> _PAGE EXTRACT_:
The televised production of this interview can be found at RETN.org

Today I can offer two Write The Book Prompts, both of which were generously suggested by my guest, Julia Alvarez.The first is to write a list poem or prose passage. Julia loves making lists, and reading them. She wrote in an email, "sometimes, when I am grocery shopping, I'll find a discarded list on a shelf or on the floor, and I always pick it up and read it. Many are just a straight list of items to buy, but every once in a while, the list will include little notes or things to do. I'll start to imagine a story for the shopper who dropped the list!"

She offered a number of examples of good list poems and prose passages, including Triad, by 19th century poet Adelaide Crapsey:

These be three silent things:

the falling snow. . .the hour

before dawn. . .the mouth of one

just dead

Julia asks writers to remember that the items on the list need to be vivid and concrete, as sharp as little haikus, because as we read a list, we have to quickly picture each item before the next one comes on board. No brand names. None of those airbrushed abstract adjectives ("beautiful," "interesting") that are vague and generic" and don't nail down an image with a bright flash of recognition. She writes, "I love the surprises and juxtapositions that happen when you try to group, say, shapely things on a list." She sent a number of eighth graders' wonderful poems, from a workshop that she taught. Here they are:

Shapely Things

Waves on an ocean. . . long,

high rollercoasters, mouths

forming words. . . writing. . .

> _RECORDS SUPPLIED_:
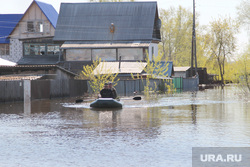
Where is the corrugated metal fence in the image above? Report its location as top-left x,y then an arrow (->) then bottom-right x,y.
0,80 -> 88,102
173,77 -> 199,91
88,79 -> 172,96
0,81 -> 23,102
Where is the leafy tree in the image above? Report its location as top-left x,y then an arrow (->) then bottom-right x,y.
207,18 -> 239,86
159,6 -> 198,66
237,0 -> 250,26
78,58 -> 119,94
237,45 -> 250,92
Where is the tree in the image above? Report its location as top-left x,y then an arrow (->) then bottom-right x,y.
159,6 -> 193,66
207,17 -> 239,86
237,44 -> 250,92
237,0 -> 250,25
78,58 -> 119,94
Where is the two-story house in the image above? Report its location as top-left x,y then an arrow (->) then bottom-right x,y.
8,0 -> 59,64
54,2 -> 161,72
0,14 -> 23,60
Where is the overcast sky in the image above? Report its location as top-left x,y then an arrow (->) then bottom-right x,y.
0,0 -> 248,50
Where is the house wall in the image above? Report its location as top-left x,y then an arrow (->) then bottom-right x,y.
7,2 -> 55,62
174,71 -> 187,78
0,39 -> 23,63
148,43 -> 158,61
10,2 -> 55,39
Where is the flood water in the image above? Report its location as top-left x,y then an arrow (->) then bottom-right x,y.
0,86 -> 250,167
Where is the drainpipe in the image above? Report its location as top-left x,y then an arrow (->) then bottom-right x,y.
119,56 -> 122,72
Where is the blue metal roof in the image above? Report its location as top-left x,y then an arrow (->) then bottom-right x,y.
153,61 -> 174,77
35,0 -> 58,28
54,2 -> 160,41
0,14 -> 23,43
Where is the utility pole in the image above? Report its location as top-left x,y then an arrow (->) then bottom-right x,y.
191,0 -> 197,77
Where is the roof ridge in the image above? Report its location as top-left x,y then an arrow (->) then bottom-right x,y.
34,0 -> 58,28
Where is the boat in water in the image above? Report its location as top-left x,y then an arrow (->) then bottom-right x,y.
90,98 -> 122,108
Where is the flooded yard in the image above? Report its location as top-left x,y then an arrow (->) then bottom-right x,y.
0,86 -> 250,167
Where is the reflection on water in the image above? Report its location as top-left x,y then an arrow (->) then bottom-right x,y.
0,86 -> 250,167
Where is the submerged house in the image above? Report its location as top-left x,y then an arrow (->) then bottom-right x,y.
0,14 -> 23,61
4,0 -> 59,65
54,2 -> 161,72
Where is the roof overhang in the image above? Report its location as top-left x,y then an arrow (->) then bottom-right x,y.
61,42 -> 151,49
93,62 -> 147,75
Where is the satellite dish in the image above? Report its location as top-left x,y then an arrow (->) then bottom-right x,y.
156,19 -> 161,30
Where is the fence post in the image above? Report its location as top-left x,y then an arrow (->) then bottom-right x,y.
23,80 -> 31,115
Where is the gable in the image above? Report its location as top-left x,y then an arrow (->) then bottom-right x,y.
0,14 -> 23,43
10,1 -> 58,38
35,1 -> 58,28
54,2 -> 161,41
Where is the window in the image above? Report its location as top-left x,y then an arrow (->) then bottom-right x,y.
27,21 -> 43,33
66,49 -> 91,61
27,21 -> 35,32
92,49 -> 116,61
0,44 -> 10,55
36,22 -> 43,32
24,43 -> 59,56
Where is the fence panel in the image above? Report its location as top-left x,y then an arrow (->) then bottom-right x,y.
173,77 -> 183,89
0,81 -> 23,102
183,78 -> 199,91
31,80 -> 50,99
69,80 -> 88,97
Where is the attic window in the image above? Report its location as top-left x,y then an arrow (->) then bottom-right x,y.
27,21 -> 35,32
36,22 -> 43,32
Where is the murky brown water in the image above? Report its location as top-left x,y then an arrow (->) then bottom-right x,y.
0,86 -> 250,167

> _STATED TASK A_: In the list-poem prompt, can you rewrite the stretch from "before dawn. ." through "writing. . ." so that "haikus" becomes "snapshots"?
> _STATED TASK B_: Can you carry the list-poem prompt forward from its final line?

> _REPLY A_:
before dawn. . .the mouth of one

just dead

Julia asks writers to remember that the items on the list need to be vivid and concrete, as sharp as little snapshots, because as we read a list, we have to quickly picture each item before the next one comes on board. No brand names. None of those airbrushed abstract adjectives ("beautiful," "interesting") that are vague and generic" and don't nail down an image with a bright flash of recognition. She writes, "I love the surprises and juxtapositions that happen when you try to group, say, shapely things on a list." She sent a number of eighth graders' wonderful poems, from a workshop that she taught. Here they are:

Shapely Things

Waves on an ocean. . . long,

high rollercoasters, mouths

forming words. . . writing. . .

> _REPLY B_:
someone walking or running

with a limp. . .

clouds in the open sky. . . a mind

forming an idea.

Tammy, 8th grade

These things hardly have time:

lightning in a storm,

very nervous people,

the rush of embarrassment,

the years in a life and

a never-stopping clock.

These things hardly have time.

Scott, 8th grade

These things are extra hard:

writing a poem,

being original,

riding up a hill in 10th gear,

and taking wet socks off.

James, 8th grade

Slippery Things

Rocks the water of a creek runs over

Worms

and the slime of a swamp.

Catch a fish--that, too.

The words of a blabber mouth.

Sue, 8th grade

Another writing prompt came via a book her stepdaughter Berit gave to Julia one Christmas: Six-Word Memoirs by Writers Famous & Obscure, edited by Smith Magazine, which has a whole site devoted to posts of six-word memoirs.

So the second prompt would be: write your six-word memoir! Julia cautions that it can be really difficult to get an essence of who you are so briefly.

Good luck with these prompts, and please listen next week for another!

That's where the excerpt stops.